> [Page excerpt]:
◆ ◆ ◆ ◆ ◆ ◆ ◆
Ex-gynecologist accused of sexually abusing dozens of female patients faces new charge

Federal prosecutors added a new count against a former gynecologist accused of sexually abusing patients, days after saying that investigators found child pornography on a laptop seized in the case.

Robert Hadden, a former Columbia University doctor, is now facing seven counts in connection with alleged abuse of six adult patients and one minor. Prosecutors also allege in the indictment that Hadden assaulted “dozens of female patients, including multiple minors” between 1993 and 2012, though Hadden is not facing charges for those additional allegations. 

Prosecutors claim Hadden, for the purpose of engaging in illegal sexual activity, “enticed and induced” individuals to travel interstate by “causing victims to return to appointments with him to be further sexually abused.” 

Each of the seven federal counts carries a maximum sentence of 20 years in prison. Hadden, who agreed in 2016 to plead guilty to two state charges of criminal sex acts in the third degree and forcible touching, has also been accused in civil lawsuits of sexually abusing dozens of patients.

The new count, which was filed July 14, alleges Hadden abused another former patient during appointments in 2008 and 2009. 

Hadden entered not guilty pleas to the original counts in the case, and Hadden’s attorney, public defender Deirdre von Dornum, told CBS News in an email that he will also plead not guilty to the new count during an arraignment Tuesday. 

In a letter to the court on July 8, the government said FBI investigators found child pornography on an Apple iBook laptop seized during its investigation. A U.S. Attorney said during a July 12 court hearing that the computer was seized in August 2020 from the home of Hadden’s deceased father. The iBook is among dozens of electronic devices seized in the case.

Von Dornum said during that hearing that she has been asking prosecutors to clarify if any charges are planned in connection with the pornography. 

“We have been asking (the prosecution) whether they plan to make use of that, whether they have any evidence that Mr. Hadden had anything to do with that, et cetera. They have so far been noncommittal, but said we should plan to see them use it in their case,” von Dornum said. “I’ve been pressing on this issue because I don’t see how it’s admissible in the case in chief, and obviously it would change the trial greatly.”

A spokesperson for the U.S. Attorney’s Office in the Southern District of New York declined to comment on the case.
◆ ◆ ◆ ◆ ◆ ◆ ◆
Stored data entries:
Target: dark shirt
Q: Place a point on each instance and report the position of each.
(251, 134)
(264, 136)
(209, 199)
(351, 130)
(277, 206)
◆ ◆ ◆ ◆ ◆ ◆ ◆
> [Brief]: Continue the news article about the charges against former gynecologist Robert Hadden, starting after its final sentence. The records have no connection to the text.

> [Response to this task]:
The court has given prosecutors a September 3 deadline to tell Hadden’s defense team whether it plans to use material obtained from electronic devices at trial. 

Von Dornum said in a July 8 letter to the court that if the government seeks to use material found on the iBook “in any way” against Hadden, the defense will “hire a forensic expert to examine the laptop and evaluate whether there is any evidence to connect Mr. Hadden — as opposed to his father or someone else — to that material.”

Von Dornum also indicated the defense may challenge whether the consent given to investigators to search Hadden’s father’s house “was provided by someone with actual or apparent authority to give such consent.” She said in the letter that the house was in probate proceedings at the time.

Hadden and Columbia University were sued in 2018 by 17 former patients who claimed a “massive coverup” of allegations of sexual abuse by the doctor. The lawsuit has since ballooned. Anthony DiPietro, a lawyer representing the plaintiffs, said Monday that 195 former patients have now signed on. 

An attorney for Hadden in the civil suit could not immediately be reached for comment, but he has previously denied all allegations other than those for which he entered guilty pleas in 2016. 

Columbia University did not immediately reply to a request for comment Monday, but on May 26 said in an email, “Nothing is more important to Columbia than the safety of our patients, and we condemn sexual misconduct in any form. We commend all those who have called Robert Hadden to account for his abhorrent actions and deeply regret the harm he caused to women in his care, and to their families.”